• **SOURCE DATA**
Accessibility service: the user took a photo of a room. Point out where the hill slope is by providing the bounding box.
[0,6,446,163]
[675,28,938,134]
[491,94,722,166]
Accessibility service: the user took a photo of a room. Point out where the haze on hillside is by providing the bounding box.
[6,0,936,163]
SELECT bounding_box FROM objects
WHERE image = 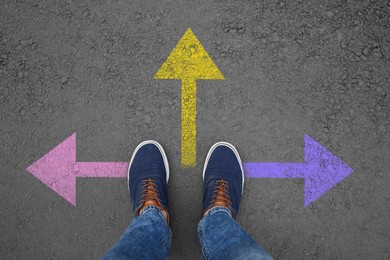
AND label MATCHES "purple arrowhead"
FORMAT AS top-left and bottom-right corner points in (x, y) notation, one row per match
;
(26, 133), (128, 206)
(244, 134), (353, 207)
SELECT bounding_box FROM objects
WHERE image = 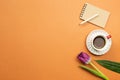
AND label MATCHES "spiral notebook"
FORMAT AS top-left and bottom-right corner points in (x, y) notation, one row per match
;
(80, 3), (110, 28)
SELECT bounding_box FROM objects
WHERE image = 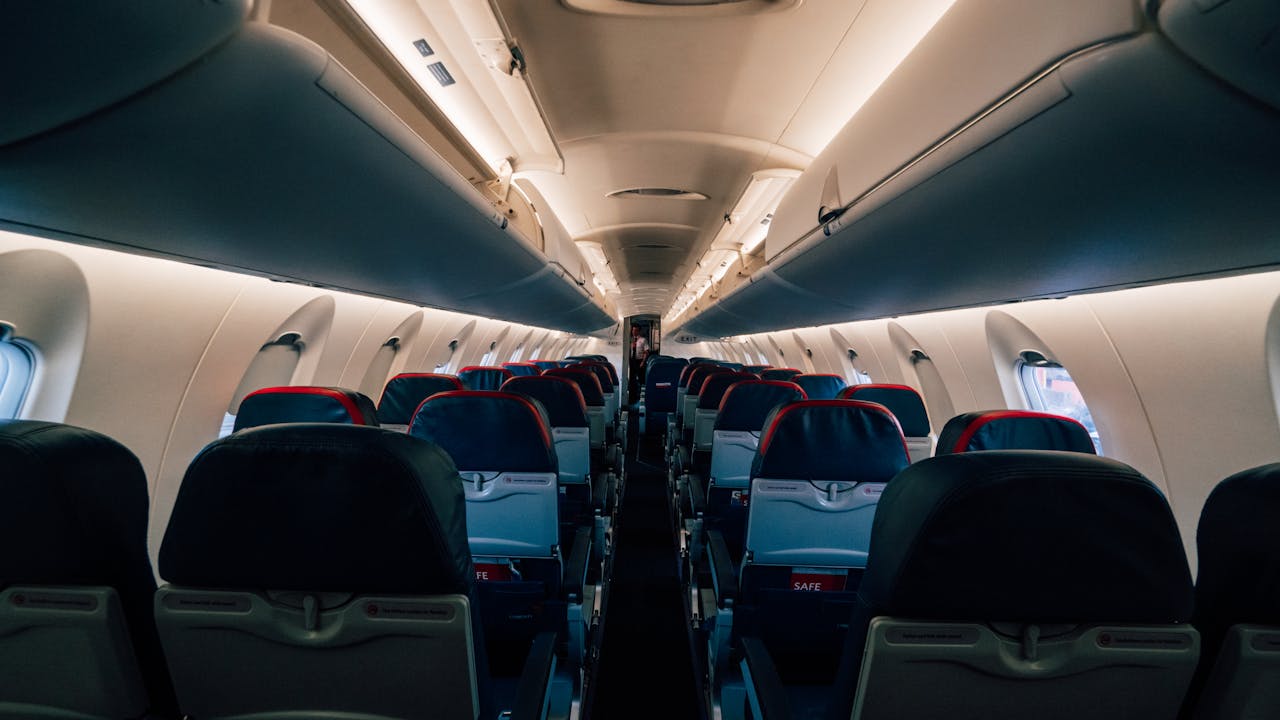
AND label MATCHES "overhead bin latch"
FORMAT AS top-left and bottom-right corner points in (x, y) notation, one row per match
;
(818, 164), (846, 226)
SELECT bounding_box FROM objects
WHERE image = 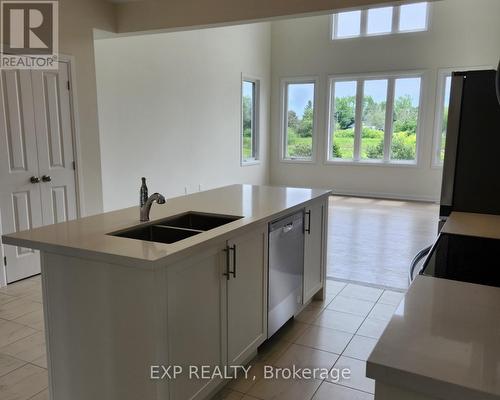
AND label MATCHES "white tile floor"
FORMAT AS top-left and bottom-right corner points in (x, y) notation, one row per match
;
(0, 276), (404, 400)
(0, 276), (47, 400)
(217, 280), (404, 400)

• **EXERCISE OBJECTIVE**
Repeat the preceding records exactly but drop the images.

• **SOLUTION TO THIS EXERCISE**
Accessibility service: the user took a photo of a room. Point out where the hill slope is by providing the bounding box.
[0,6,446,163]
[675,28,938,134]
[491,94,722,166]
Accessibility service: the user took a photo of a room. Point out where the haze on hillside is by providing the bounding box.
[6,0,936,163]
SELECT bounding_box FROM objects
WHERE image = 
AND label MATCHES "purple arrowhead"
FORMAT AS top-left and bottom-right corner points in (x, y) notation, one row per match
;
(26, 133), (128, 206)
(244, 134), (353, 207)
SELECT bounding_box FROM objects
WHERE image = 
AND label MATCHES "spiral notebook"
FORMAT AS top-left and bottom-right corner points in (x, y) notation, one row per match
;
(80, 3), (110, 28)
SELECT bounding_box FROM objects
WHERE image = 
AND label MATCHES "overhead bin latch"
FORMAT AS top-left and bottom-right corner points in (x, y) notation, one row per match
;
(818, 164), (846, 226)
SELECT bounding_box FROM objects
WHERE image = 
AND label MATCHES "white tile floor"
FORMAT AS top-left and bottom-right corner points in (x, y) notation, one row per match
;
(0, 276), (404, 400)
(0, 276), (47, 400)
(217, 280), (404, 400)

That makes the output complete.